┌─ Extracted data

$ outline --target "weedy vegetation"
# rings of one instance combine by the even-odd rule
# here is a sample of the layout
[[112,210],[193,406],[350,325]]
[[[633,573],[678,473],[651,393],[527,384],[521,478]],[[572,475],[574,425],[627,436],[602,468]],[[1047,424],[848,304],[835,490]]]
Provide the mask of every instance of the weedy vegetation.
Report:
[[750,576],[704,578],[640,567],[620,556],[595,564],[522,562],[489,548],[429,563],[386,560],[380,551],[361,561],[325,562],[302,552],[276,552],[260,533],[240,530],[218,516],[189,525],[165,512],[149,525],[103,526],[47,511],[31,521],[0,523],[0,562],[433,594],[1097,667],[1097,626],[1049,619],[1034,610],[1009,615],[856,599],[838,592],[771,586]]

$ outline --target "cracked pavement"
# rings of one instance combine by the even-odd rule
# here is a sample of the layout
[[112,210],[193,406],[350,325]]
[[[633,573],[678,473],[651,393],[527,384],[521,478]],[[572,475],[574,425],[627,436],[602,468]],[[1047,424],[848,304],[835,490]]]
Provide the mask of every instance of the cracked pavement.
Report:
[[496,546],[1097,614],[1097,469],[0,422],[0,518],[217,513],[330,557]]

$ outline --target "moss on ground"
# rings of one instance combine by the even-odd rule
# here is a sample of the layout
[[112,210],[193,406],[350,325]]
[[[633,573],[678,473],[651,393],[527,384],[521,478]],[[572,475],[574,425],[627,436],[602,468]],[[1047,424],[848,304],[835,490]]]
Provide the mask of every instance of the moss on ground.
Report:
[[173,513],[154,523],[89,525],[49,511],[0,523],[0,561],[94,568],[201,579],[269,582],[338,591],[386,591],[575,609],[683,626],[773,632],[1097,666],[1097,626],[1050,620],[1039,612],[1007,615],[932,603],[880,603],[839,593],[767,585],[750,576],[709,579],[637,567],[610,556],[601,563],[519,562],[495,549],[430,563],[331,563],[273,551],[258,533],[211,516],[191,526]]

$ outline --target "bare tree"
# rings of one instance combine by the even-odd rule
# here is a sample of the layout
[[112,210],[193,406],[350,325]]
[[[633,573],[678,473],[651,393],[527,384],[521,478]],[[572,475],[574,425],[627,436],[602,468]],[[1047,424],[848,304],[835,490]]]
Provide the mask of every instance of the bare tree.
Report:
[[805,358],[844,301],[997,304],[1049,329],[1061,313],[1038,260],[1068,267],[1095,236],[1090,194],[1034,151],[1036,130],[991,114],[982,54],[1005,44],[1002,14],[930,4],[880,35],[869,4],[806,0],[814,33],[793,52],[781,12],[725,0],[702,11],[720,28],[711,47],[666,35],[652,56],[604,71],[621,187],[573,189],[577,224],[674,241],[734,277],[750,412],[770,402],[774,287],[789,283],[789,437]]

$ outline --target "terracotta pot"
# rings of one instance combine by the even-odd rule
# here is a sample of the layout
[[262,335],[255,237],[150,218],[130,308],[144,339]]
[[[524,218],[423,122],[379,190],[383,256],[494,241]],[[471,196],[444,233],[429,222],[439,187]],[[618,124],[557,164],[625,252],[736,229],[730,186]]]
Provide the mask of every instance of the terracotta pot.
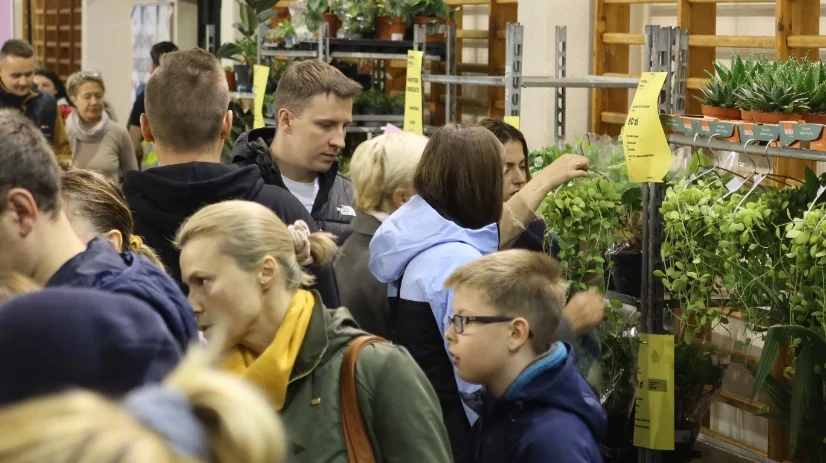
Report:
[[238,90],[238,84],[235,81],[235,71],[226,71],[227,75],[227,87],[229,87],[230,92],[234,92]]
[[338,26],[341,25],[341,22],[338,20],[338,16],[333,13],[323,13],[321,17],[324,19],[324,22],[330,25],[330,35],[328,37],[335,37],[336,32],[338,32]]
[[[416,21],[417,25],[422,25],[422,24],[427,25],[427,24],[432,24],[432,23],[438,23],[440,26],[441,25],[447,25],[447,20],[446,19],[434,18],[432,16],[416,16],[415,21]],[[439,27],[439,30],[444,31],[444,28]],[[428,42],[444,42],[445,40],[447,40],[447,33],[439,32],[437,34],[427,34],[425,36],[425,40],[428,41]]]
[[786,114],[786,113],[754,113],[754,122],[763,124],[778,124],[782,121],[799,121],[802,119],[800,114]]
[[717,106],[701,107],[703,116],[716,117],[717,119],[740,119],[740,110],[737,108],[719,108]]
[[407,23],[402,18],[382,16],[376,21],[376,38],[379,40],[404,40]]
[[826,114],[804,114],[803,120],[809,124],[826,125]]

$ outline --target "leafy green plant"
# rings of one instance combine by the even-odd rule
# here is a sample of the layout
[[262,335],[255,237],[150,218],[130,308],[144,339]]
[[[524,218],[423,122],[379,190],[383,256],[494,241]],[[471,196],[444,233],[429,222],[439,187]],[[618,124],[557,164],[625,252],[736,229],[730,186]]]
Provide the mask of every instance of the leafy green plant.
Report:
[[255,37],[258,26],[275,15],[271,8],[278,0],[235,0],[239,7],[241,22],[232,25],[242,38],[221,45],[215,53],[218,58],[229,59],[252,66],[257,61],[258,44]]
[[282,21],[275,29],[270,31],[270,37],[277,41],[285,40],[287,37],[294,35],[295,27],[293,27],[293,23],[290,20]]
[[411,0],[410,15],[448,19],[450,7],[444,0]]
[[349,34],[361,34],[376,28],[378,5],[375,0],[331,0],[333,12],[341,21],[341,29]]

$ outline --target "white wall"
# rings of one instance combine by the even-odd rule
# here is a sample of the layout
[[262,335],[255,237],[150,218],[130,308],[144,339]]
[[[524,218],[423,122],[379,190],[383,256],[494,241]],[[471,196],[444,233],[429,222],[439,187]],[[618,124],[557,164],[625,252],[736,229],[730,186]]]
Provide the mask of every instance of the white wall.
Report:
[[[132,109],[132,6],[161,3],[134,0],[83,1],[83,69],[103,73],[106,98],[121,122]],[[181,49],[198,44],[198,8],[179,2],[173,18],[173,41]]]

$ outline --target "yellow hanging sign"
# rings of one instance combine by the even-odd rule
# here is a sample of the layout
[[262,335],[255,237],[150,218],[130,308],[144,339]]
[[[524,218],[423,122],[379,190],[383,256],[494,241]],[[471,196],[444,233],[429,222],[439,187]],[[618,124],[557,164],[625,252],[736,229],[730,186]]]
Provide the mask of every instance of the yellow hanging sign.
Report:
[[508,124],[516,130],[519,130],[519,116],[505,116],[504,120],[505,124]]
[[404,90],[404,131],[424,135],[422,59],[424,53],[407,52],[407,83]]
[[625,165],[632,182],[662,182],[671,167],[671,148],[665,138],[657,100],[667,73],[646,72],[623,128]]
[[267,81],[270,78],[270,67],[255,65],[255,74],[252,77],[253,101],[252,128],[264,127],[264,94],[267,91]]
[[634,446],[674,450],[674,336],[640,334]]

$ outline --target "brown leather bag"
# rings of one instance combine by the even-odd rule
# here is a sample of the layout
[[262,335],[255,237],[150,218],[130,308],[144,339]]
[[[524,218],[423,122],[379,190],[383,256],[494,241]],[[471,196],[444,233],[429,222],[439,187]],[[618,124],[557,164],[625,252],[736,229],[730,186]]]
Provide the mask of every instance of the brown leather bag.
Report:
[[387,342],[378,336],[359,336],[350,343],[341,362],[341,422],[350,463],[375,463],[373,446],[367,437],[356,390],[356,362],[364,346]]

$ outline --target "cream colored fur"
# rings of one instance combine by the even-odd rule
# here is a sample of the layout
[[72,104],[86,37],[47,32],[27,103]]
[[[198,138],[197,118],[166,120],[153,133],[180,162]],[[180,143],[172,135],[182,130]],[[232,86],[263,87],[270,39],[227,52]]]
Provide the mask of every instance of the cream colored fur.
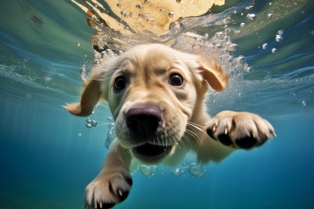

└─

→ **Task prompt**
Show, copied in full, every line of the records that contains the word "vegetation".

→ **Completed task**
$ outline --target "weedy vegetation"
Provide the mask of every instance of the weedy vegetation.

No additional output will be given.